• **SHORT TASK A**: Decide whether each statement below agrees with the text on Iran's ties with China and Russia. For each one, answer yes or no and quote the words of the text that decide it. (i) Iran has signed 25-year partnership agreements with both China and Russia. (ii) Beijing and Moscow both refer to Iran as an ally. (iii) Russia's agreement with Iran includes a mutual defense clause.
• **SHORT TASK B**: Set down the words of the text on Iran's ties with China and Russia from "Iran’s relations with both" up to and including "in regional diplomacy.", without changing anything.

• **TEXT PROVIDED**:
※ ※ ※

Iran’s relations with both China and Russia seemed to have reached a level of strategic depth that would suggest stronger solidarity in times of crisis. Tehran has signed 25-year comprehensive strategic partnership agreements with both powers, signaling long-term cooperation across economic, military and geopolitical dimensions. Iran has also played a pivotal role in supporting Russia’s war effort in Ukraine, supplying drones and ballistic missiles that have proven critical on multiple fronts. Meanwhile, China has officially labeled Iran a “trusted partner,” placing it among its most valued allies in regional diplomacy.
Deconstructing the ongoing debate surrounding Chinese and Russian neutrality during the Israeli-Iranian military clashes — and the Iranian sense of abandonment — requires a closer examination of how Beijing and Moscow perceive their ties with Tehran. A common analytical misstep lies in interpreting Iran-China-Russia relations through Tehran’s lens, which often frames these ties as alliances in the conventional sense. This assumption leads many observers to expect allied behavior — such as political backing or military support — during crises, and thus to misread or overestimate the depth of these partnerships. The result is a wave of speculative and often unrealistic commentary. To move beyond such distortions, one must interrogate a range of key indicators that reveal how China and Russia actually define and prioritize their cooperation with Iran — as follows:
The Real Dynamics and Parameters of Partnership
The recent Israeli-Iranian military confrontations have laid bare the true nature and limits of Iran’s relations with China and Russia. While Tehran often frames its ties with both powers as alliances — implying a high level of strategic integration and solidarity — there is no reciprocal use of the term “ally” by either Beijing or Moscow, whether in rhetoric or practice. In fact, one of Russia’s earliest public responses during the height of the hostilities was to clarify that the bilateral agreement with Iran contains no mutual defense clause. Some analysts interpreted this statement as a clear signal that Moscow would not back Tehran in an open conflict with Israel. President Putin later remarked that Iran had not requested assistance, further underscoring Russia’s cautious, non-committal stance.

※ ※ ※

Saved entries

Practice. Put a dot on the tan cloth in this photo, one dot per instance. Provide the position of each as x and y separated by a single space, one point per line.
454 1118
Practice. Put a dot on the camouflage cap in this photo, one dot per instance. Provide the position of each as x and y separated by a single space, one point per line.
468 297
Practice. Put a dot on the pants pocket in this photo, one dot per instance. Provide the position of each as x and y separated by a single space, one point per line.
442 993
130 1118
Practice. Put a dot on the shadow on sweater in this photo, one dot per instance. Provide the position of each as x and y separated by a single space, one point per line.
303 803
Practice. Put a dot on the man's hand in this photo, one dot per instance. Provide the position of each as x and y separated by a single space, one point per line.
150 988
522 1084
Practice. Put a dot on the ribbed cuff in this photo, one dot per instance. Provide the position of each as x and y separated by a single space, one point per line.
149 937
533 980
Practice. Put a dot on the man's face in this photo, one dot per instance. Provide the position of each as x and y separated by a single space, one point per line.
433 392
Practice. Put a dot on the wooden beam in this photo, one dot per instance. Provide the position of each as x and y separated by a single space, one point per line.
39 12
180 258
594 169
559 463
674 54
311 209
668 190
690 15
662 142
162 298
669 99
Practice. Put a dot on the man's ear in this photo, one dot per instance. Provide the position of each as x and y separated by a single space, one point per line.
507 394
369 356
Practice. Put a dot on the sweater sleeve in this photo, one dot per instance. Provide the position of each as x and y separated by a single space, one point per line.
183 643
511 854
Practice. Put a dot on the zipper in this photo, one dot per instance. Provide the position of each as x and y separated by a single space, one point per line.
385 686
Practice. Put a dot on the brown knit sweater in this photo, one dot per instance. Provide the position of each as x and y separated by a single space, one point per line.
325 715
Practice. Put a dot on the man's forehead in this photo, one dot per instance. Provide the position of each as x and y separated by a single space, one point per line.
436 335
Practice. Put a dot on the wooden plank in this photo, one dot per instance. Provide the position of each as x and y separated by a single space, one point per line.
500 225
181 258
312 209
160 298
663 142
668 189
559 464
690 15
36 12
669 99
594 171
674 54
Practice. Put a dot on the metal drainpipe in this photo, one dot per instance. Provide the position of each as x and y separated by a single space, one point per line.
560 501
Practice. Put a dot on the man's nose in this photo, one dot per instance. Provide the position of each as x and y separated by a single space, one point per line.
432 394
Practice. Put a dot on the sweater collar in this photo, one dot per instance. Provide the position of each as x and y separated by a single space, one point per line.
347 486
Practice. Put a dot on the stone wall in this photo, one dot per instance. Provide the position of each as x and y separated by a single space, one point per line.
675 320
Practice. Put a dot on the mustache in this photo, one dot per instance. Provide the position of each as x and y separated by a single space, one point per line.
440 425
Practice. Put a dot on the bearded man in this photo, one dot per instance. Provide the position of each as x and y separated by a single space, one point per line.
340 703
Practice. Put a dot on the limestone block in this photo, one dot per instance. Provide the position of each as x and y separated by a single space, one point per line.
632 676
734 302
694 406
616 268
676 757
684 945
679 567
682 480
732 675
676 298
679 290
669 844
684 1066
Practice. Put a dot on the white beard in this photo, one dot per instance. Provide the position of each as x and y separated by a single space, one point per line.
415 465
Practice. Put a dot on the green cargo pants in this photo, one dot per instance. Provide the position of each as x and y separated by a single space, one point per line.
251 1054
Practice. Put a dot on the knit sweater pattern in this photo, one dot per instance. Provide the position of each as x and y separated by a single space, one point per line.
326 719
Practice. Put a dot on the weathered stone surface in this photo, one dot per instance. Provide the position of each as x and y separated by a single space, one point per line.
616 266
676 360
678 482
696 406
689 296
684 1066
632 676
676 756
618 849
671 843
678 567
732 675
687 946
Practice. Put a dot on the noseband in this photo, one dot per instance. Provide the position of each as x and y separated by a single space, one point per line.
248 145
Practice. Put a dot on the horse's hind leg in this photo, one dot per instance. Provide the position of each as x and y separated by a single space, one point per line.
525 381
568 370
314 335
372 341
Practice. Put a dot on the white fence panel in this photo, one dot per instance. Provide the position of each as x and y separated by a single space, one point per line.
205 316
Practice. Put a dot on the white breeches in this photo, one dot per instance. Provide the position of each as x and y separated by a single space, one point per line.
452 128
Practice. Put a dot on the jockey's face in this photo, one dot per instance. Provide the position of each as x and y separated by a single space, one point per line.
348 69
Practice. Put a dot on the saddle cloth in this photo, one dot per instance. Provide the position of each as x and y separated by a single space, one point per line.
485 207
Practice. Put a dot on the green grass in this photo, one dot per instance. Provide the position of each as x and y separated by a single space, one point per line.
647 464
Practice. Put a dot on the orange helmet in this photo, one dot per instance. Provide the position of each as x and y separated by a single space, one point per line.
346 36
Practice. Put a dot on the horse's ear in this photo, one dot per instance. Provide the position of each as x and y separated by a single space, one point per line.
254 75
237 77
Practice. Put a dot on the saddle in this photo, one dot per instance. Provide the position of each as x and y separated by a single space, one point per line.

※ ※ ※

• **WRITTEN RESPONSE A**:
(i) Yes: "Tehran has signed 25-year comprehensive strategic partnership agreements with both powers"
(ii) No: "there is no reciprocal use of the term “ally” by either Beijing or Moscow, whether in rhetoric or practice"
(iii) No: "the bilateral agreement with Iran contains no mutual defense clause"

• **WRITTEN RESPONSE B**:
Iran’s relations with both China and Russia seemed to have reached a level of strategic depth that would suggest stronger solidarity in times of crisis. Tehran has signed 25-year comprehensive strategic partnership agreements with both powers, signaling long-term cooperation across economic, military and geopolitical dimensions. Iran has also played a pivotal role in supporting Russia’s war effort in Ukraine, supplying drones and ballistic missiles that have proven critical on multiple fronts. Meanwhile, China has officially labeled Iran a “trusted partner,” placing it among its most valued allies in regional diplomacy.